### Task
Pick up the review on Epstein-Barr virus lymphomagenesis in HIV-1 infection right after its abstract ends, and go on writing it.

*** Opening Text segment ***

Epstein-Barr virus-driven lymphomagenesis in the context of human immunodeficiency virus type 1 infection

Abstract

Epstein-Barr virus (EBV) is a ubiquitous human γ-herpes virus which establishes a life-long asymptomatic infection in immunocompetent hosts. In human immunodeficiency virus type 1 (HIV-1) infected patients, the impaired immunosurveillance against EBV may favor the development of EBV-related diseases, ranging from lymphoproliferative disorders to B cell non-Hodgkin's lymphomas (NHL). Antiretroviral therapy (ART) has significantly modified the natural course of HIV-1 infection, resulting in decreased HIV-1 plasmaviremia, increased CD4 lymphocytes, and decreased opportunistic infections, indicating a restoration of immune functions. However, the impact of ART appears to be less favorable on EBV-related malignancies than on other AIDS-defining tumors, such as Kaposi's sarcoma, and NHL remains the most common cancer during the ART era. EBV-driven tumors are associated with selective expression of latent oncogenic proteins, but uncontrolled lytic cycle with virus replication and/or reactivation may favor cell transformation, at least in the early phases. Several host's factors may promote EBV reactivation and replication; besides immunodepression, inflammation/chronic immune stimulation may play an important role. Microbial pathogen-associated molecular patterns and endogenous damage-associated molecular patterns, through Toll-like receptors, activate the immune system and may promote EBV reactivation and/or polyclonal expansion of EBV-infected cells. A body of evidence suggests that chronic immune stimulation is a hallmark of HIV-1 pathogenesis and may persist even in ART-treated patients. This review focuses on lymphomagenesis driven by EBV both in the context of the natural history of HIV-1 infection and in ART-treated patients. Understanding the mechanisms involved in the expansion of EBV-infected cells is a premise for the identification of prognostic markers of EBV-associated malignancies.

*** Closing Text segment ***
*** Opening Data extract ***

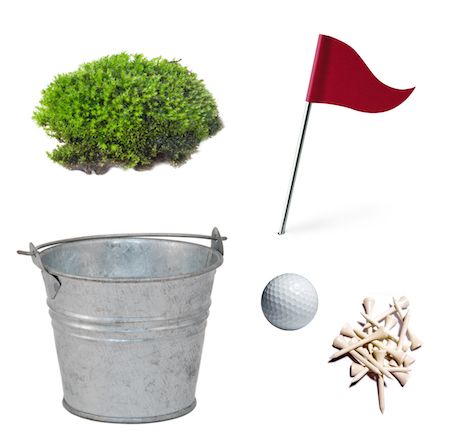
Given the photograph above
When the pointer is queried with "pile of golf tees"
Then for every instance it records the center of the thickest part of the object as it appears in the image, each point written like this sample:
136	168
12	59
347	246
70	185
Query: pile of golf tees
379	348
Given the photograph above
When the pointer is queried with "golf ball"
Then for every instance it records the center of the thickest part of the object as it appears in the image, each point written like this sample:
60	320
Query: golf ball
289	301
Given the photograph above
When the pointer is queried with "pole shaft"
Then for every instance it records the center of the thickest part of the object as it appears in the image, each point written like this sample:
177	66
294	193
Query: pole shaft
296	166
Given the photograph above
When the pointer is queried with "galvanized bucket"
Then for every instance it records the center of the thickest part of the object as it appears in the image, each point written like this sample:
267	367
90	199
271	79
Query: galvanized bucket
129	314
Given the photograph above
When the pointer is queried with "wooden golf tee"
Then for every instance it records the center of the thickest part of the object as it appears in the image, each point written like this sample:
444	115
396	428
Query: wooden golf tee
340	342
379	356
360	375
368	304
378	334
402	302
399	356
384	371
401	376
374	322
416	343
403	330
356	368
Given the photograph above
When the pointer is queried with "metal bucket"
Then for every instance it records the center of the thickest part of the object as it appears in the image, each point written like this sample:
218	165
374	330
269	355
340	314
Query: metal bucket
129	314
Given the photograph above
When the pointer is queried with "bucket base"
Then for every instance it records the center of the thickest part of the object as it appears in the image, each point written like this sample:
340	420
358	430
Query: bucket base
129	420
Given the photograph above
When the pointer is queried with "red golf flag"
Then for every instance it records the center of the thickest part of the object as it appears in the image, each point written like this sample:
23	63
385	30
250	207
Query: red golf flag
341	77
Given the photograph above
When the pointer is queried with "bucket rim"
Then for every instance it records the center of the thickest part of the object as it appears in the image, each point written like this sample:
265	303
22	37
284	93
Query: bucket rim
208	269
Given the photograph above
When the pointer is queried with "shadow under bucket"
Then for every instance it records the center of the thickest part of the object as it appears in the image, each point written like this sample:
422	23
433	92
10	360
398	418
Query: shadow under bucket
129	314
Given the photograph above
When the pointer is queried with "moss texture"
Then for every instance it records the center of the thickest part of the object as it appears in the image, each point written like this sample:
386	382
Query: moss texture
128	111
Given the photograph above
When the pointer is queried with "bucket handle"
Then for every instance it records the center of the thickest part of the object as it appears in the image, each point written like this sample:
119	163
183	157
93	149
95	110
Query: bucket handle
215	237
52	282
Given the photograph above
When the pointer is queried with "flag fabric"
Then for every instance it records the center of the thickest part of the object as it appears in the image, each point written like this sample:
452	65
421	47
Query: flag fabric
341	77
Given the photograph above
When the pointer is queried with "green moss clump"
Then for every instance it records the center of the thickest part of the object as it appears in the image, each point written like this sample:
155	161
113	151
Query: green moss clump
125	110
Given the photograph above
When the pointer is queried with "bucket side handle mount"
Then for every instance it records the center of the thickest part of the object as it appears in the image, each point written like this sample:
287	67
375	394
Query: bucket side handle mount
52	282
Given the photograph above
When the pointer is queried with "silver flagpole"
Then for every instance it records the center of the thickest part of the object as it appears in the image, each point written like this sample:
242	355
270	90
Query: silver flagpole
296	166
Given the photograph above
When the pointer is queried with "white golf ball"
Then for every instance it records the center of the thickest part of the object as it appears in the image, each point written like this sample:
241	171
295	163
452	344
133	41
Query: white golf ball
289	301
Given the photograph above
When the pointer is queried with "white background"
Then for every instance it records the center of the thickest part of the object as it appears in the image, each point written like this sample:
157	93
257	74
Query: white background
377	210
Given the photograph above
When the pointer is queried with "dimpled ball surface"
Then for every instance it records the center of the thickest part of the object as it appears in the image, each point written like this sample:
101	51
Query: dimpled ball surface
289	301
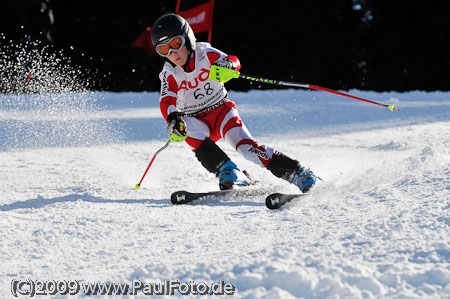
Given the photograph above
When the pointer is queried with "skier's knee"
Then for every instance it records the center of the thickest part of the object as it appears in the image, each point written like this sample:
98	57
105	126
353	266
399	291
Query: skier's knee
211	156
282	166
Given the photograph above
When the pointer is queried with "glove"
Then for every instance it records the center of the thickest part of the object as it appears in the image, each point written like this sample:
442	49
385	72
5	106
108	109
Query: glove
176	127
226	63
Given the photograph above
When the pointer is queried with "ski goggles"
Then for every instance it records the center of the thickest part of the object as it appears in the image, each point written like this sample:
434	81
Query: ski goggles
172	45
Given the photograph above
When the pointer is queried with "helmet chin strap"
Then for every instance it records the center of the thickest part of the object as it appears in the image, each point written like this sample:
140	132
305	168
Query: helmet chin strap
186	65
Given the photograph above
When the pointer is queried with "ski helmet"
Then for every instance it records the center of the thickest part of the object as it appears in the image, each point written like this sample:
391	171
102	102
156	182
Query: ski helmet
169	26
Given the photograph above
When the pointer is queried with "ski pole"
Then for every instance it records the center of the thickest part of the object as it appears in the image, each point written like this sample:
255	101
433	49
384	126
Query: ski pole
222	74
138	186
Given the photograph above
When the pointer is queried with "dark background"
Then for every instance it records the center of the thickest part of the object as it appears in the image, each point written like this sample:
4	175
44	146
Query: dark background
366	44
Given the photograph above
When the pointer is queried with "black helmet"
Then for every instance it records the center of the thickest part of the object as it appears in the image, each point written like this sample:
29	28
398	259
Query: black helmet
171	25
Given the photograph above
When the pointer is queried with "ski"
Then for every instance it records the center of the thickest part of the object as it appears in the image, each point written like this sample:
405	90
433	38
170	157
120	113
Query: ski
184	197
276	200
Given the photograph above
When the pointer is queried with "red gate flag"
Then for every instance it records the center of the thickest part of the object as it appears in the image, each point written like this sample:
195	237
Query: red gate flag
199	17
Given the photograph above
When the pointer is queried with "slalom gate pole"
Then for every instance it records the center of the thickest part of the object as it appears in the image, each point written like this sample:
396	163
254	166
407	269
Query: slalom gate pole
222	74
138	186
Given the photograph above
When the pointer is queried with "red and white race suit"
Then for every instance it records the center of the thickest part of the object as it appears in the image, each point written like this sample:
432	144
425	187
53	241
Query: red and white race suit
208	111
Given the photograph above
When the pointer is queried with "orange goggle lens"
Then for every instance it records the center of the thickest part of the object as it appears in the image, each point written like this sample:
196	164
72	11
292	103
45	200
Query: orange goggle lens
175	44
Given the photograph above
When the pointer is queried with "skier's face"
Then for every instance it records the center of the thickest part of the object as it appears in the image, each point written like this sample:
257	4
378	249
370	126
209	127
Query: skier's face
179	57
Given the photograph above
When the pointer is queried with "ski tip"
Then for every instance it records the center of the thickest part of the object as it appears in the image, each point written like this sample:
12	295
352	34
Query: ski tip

*** Closing Data extract ***

### Response area
Keywords: B cell activation; EBV; EBV lytic reactivation; EBV-related malignancies; HIV-1; antiretroviral therapy; chronic immune activation.

FIGURE 1

Mechanisms potentially contributing to polyclonal B cell activation and expansion of EBV-infected B cells in HIV-1 infected patients. HIV-1 acts as both a direct or indirect activator of B cells. Direct effects of HIV-1 include binding to B cells of HIV-1 viral proteins, such as gp120, Tat, and Nef, promoting polyclonal B cell activation. Indirect effects result from HIV-1-induced immune activation. Breakdown of gut mucosa induced by HIV-1 antigens increases intestinal permeability, resulting in translocation of microbial products. Pathogen-associated molecular patterns (PAMPs), such as LPS, 16S rDNA, and CpG DNA, and endogenous molecules created upon tissue injury (damage-associated molecular patterns, DAMPs), such as mitochondrial DNA (mtDNA), defensins and high mobility group box 1 (HMGB1) protein, by engaging Toll-like receptors (TLRs) activate signaling cascade leading to increased transcription of pro-inflammatory cytokines. In this context, both EBV-infected and uninfected B cells are activated and may undergo proliferation; EBV-infected cells may overcome uninfected ones due to higher replicative capacity and telomerase activation.